Update the stretch from "target: **pedestrian walking**" through "65 337 L 66" by putting "distinct" in place of "separate". Leave everything else unchanged.
[Begin]
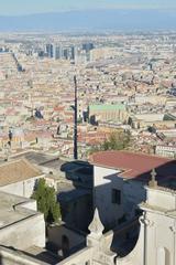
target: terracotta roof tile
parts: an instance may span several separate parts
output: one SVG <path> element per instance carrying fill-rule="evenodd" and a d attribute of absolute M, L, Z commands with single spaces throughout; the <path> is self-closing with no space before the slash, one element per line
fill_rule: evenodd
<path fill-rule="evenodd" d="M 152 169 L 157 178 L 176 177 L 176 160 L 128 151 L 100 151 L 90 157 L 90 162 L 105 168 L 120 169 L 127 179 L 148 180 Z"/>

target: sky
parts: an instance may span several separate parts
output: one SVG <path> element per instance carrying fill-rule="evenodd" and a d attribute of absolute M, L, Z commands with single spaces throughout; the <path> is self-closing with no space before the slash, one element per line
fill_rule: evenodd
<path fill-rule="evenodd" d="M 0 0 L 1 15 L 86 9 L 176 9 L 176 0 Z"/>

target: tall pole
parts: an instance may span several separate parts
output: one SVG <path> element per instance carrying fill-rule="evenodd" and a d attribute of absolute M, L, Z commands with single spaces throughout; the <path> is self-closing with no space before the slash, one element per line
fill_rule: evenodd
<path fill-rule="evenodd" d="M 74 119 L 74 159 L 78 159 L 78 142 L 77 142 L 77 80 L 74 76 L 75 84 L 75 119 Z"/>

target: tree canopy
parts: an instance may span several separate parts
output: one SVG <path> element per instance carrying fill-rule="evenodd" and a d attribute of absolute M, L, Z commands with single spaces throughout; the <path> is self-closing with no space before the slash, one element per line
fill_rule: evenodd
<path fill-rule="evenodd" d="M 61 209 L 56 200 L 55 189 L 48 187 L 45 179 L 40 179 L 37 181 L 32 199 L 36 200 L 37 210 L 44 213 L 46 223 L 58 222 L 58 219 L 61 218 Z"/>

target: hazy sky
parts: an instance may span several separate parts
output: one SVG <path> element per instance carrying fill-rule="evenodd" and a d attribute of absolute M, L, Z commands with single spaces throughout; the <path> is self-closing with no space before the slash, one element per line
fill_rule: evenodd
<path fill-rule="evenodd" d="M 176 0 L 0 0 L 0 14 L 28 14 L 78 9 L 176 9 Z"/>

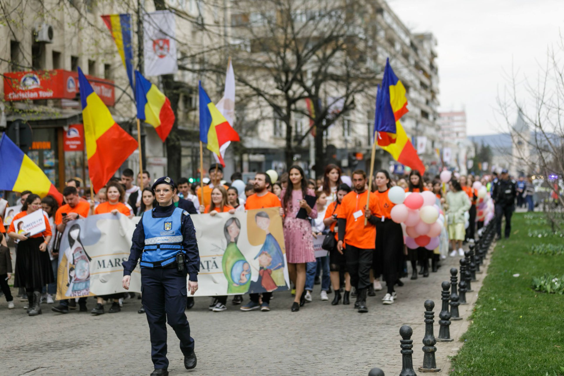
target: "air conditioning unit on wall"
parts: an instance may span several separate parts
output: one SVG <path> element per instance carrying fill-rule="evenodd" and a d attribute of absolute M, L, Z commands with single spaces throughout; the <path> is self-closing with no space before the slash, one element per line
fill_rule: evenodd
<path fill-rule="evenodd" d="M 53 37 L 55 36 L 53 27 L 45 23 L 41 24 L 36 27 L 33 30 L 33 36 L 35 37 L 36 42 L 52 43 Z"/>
[End]
[Begin]
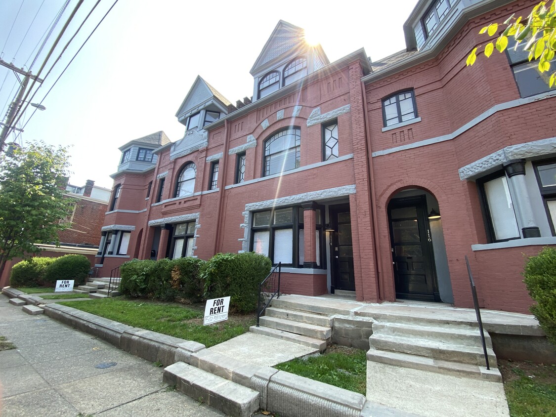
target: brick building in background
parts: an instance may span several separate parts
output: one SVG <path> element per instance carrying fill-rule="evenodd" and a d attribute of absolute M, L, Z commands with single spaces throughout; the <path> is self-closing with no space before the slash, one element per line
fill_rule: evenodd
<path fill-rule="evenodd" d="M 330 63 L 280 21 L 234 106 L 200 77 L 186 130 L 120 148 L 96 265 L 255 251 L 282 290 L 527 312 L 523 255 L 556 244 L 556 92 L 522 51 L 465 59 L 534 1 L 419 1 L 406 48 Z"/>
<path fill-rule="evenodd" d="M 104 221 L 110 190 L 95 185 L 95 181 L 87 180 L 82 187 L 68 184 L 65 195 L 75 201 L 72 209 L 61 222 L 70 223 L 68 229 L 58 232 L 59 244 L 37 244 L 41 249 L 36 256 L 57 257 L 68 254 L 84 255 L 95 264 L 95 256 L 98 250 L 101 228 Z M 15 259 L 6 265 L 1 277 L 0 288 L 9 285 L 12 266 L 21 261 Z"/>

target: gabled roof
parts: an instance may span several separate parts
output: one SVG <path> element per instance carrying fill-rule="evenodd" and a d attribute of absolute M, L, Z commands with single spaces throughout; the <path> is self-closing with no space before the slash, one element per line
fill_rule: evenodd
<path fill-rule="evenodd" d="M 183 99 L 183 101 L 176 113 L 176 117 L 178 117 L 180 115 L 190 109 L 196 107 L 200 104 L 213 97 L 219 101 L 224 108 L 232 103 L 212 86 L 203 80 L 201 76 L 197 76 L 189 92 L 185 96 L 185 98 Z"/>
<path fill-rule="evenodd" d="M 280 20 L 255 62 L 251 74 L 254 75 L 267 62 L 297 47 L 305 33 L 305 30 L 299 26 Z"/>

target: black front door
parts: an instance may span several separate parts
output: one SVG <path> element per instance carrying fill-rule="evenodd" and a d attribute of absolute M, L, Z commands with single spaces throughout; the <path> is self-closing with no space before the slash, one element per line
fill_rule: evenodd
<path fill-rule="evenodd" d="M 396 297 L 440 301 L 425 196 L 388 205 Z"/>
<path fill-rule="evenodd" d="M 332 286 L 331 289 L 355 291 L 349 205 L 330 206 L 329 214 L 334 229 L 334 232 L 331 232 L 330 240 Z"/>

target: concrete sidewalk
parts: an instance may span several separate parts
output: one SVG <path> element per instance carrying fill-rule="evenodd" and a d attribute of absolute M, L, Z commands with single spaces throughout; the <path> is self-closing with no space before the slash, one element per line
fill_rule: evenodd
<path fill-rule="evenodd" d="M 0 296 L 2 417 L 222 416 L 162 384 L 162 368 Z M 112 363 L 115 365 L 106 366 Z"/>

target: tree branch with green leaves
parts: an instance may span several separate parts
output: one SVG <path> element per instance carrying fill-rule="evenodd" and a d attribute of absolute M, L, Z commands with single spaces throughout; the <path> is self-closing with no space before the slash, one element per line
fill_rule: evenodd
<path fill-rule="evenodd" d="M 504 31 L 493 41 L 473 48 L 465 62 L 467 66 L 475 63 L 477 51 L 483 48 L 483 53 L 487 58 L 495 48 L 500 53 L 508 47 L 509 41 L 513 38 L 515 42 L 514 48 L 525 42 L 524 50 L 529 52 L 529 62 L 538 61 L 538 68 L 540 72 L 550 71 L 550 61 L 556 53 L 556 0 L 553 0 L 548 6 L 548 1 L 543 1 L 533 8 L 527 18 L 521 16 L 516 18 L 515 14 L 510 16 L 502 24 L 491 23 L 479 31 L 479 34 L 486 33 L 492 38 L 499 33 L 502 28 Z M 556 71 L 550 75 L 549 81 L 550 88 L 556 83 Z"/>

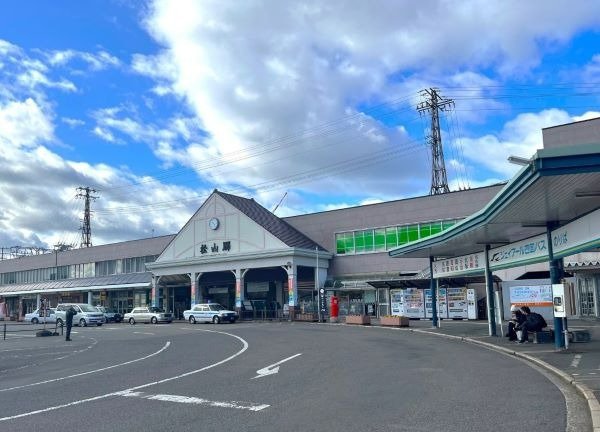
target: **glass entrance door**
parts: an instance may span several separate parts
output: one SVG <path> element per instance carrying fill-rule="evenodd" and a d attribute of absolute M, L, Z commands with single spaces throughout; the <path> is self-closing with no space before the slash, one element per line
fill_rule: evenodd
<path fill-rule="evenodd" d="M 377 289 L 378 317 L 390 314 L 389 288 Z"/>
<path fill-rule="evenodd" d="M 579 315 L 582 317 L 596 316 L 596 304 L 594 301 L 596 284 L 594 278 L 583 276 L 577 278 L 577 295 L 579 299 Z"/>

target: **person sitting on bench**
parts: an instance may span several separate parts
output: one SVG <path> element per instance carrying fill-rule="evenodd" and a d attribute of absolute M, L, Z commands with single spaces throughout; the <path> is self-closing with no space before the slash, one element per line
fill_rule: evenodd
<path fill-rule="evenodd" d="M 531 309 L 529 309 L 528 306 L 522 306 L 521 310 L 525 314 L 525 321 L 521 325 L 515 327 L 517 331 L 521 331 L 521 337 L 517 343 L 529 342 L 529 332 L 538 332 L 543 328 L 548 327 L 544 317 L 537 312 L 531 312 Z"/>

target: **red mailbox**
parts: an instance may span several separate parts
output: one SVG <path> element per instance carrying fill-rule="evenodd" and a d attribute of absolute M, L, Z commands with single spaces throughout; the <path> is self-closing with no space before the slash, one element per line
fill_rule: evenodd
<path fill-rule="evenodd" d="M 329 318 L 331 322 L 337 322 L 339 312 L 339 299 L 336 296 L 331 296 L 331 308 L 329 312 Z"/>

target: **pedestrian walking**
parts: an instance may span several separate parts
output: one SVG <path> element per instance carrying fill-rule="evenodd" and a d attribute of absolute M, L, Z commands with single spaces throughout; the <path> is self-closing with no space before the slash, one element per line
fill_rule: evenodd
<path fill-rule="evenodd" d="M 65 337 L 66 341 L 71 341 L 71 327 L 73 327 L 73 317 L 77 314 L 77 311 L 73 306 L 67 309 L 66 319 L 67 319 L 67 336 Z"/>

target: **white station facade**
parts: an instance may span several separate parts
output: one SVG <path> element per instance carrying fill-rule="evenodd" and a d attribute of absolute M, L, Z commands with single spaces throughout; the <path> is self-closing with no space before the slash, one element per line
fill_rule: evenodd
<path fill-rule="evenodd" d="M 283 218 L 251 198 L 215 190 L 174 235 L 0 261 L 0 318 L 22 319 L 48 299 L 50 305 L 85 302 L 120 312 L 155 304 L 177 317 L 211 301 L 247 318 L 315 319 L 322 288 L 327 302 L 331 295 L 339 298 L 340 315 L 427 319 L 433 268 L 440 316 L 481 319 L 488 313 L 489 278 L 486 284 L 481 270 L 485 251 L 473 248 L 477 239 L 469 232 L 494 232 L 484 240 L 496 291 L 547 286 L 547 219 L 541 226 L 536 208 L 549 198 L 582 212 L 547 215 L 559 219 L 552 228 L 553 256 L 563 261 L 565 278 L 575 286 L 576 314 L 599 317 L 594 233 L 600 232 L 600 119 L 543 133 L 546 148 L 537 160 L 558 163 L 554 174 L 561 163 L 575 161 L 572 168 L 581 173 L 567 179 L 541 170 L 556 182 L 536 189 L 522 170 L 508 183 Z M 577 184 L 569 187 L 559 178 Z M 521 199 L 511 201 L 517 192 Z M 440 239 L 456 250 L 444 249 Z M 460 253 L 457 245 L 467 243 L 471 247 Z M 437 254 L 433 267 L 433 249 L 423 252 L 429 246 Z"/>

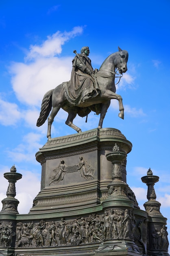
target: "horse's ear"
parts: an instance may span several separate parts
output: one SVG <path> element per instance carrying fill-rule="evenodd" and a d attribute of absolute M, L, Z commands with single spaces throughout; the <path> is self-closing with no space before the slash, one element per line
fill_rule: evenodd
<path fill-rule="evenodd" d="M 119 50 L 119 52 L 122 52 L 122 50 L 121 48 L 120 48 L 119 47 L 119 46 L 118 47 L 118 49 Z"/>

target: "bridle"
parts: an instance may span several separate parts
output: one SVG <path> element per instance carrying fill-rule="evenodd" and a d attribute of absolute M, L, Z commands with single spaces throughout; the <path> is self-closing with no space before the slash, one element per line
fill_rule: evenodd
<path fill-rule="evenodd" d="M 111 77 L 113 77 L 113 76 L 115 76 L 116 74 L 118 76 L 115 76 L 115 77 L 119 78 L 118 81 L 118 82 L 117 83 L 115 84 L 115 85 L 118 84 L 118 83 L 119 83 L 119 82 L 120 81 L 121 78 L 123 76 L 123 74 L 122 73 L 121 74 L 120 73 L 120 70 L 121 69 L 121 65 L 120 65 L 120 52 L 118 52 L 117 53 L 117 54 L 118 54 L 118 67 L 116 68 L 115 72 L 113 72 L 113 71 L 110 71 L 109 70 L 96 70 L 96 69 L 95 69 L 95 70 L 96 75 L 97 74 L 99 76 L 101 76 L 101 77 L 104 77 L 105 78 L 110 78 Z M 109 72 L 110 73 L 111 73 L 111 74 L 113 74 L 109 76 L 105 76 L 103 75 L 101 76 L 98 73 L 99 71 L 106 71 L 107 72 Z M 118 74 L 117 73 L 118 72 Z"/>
[End]
### [Solution below]
target: **pedestrian walking**
parts: an instance may span several distinct parts
output: one SVG <path> element per instance carrying fill-rule="evenodd" and a d attribute of absolute M, L, Z commands with single spaces throughout; the <path> is self-closing with no space before the slash, one element per line
fill_rule: evenodd
<path fill-rule="evenodd" d="M 65 337 L 66 341 L 71 341 L 71 327 L 73 327 L 73 317 L 77 314 L 77 311 L 73 306 L 67 309 L 66 319 L 67 319 L 67 336 Z"/>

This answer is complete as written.